> **Source document**:
————
What do you think makes the breed so special—What do you love about pit bulls so much?
It’s simple: It’s how much they love. They give so much of themselves to please their human, more than most breeds I’ve worked with. Their loyalty and affection is my #1 favorite thing! They’re also some of the easiest dogs to train. Last but not least, it’s their goofy personalities—those floppy ears and big smiles!
Has running the Love Pit changed your outlook on dogs, on people? If so, how?
As far as changing my perspective on dogs, mostly it’s just made me love and understand them more. As far as people go, I never realized how much rescue can affect people’s lives. I’ve had volunteers who suffer from depression and social anxiety—where they can’t be around crowds—but now, because they have a purpose and a moral mission with these dogs, they’re able to go out to adoption events and connect with other volunteers. Rescue opens up this whole new world to people.
What do you say to those still apprehensive about pit bulls? How do you approach the misconceptions surrounding the breed?
I could tell you facts about pit bulls all day, but it’s not going to matter until you have an interaction with a pit bull firsthand. Until someone has that positive experience, it’s hard to change their mind.
————
> **Recorded data**:
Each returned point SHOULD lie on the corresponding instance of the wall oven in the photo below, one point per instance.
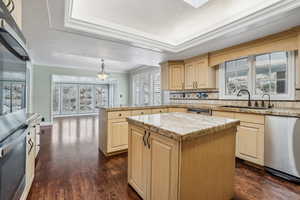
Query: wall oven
————
> **Instructions**:
- A) Repeat the part of the pit bull interview that runs from "Has running the" up to and including "change their mind.".
- B) Continue the pit bull interview from where it stops.
You won't need the data above for anything here.

> **Answers by item number**:
- A)
Has running the Love Pit changed your outlook on dogs, on people? If so, how?
As far as changing my perspective on dogs, mostly it’s just made me love and understand them more. As far as people go, I never realized how much rescue can affect people’s lives. I’ve had volunteers who suffer from depression and social anxiety—where they can’t be around crowds—but now, because they have a purpose and a moral mission with these dogs, they’re able to go out to adoption events and connect with other volunteers. Rescue opens up this whole new world to people.
What do you say to those still apprehensive about pit bulls? How do you approach the misconceptions surrounding the breed?
I could tell you facts about pit bulls all day, but it’s not going to matter until you have an interaction with a pit bull firsthand. Until someone has that positive experience, it’s hard to change their mind.

- B)
I used to be afraid of pit bulls myself in high school. Then I met my first pit bull. He was a friend of mine’s dog, about 100 lbs, very intimidating looking. But he was a complete goofball! There was no aggression in him whatsoever. After that, everything I thought I knew about pit bulls went out the door. I wouldn’t have changed my mind had I not experienced that for myself. I encourage people to come out to our events. You don’t even have to volunteer. Just come out, see what we’re about, visit one our pit bull kissing booths, get a “I kissed a pit and I liked it” sticker, and come pet a dog. And then if you want to volunteer, by all means volunteer.
Rachel, long time TLP volunteer and adopter of TLP alumni, Cleo, says her favorite part about the breed is that “they are always there for you and give you tons of hugs!!! And accept your hugs all the time!”
What is the rehabilitation process like for the pits you rescue?
We look at the rescue model differently. We don’t rescue based on how many dogs we can save, it’s more about quality over quantity. We invest 100% in every dog we rescue, from rehabilitation all the way to post-adoption. All of our foster parents are required to come to weekly training classes. Every dog has their own training plan, because every dog is different. Out of the 300 pit bulls we’ve fostered and rescued, we’ve never had to euthanize one for behavioral issues.
Maegan Carlile, fitness coach, volunteer for TLP and long time Pit Bull advocate, is pictured here with one of her recent fosters, Ella.
What are some ways that people can support or otherwise get involved with the Love Pit?
We are a 100% volunteer-based rescue, so donations are big for us. We’re very focused on transparency. We want you to know where your money goes. We also do not use boarding or kennel facilities, which means the number of dogs we can save depends on how many foster homes we have. Foster parents are basically the heartbeat of our rescue. When you foster with us, you’re not alone. You have your your own trainer, your own medical coordinator. We cover all bedding costs. We also offer to pay for all dog food.
Is the Love Pit doing anything special for Pit Bull Awareness Month (2017)?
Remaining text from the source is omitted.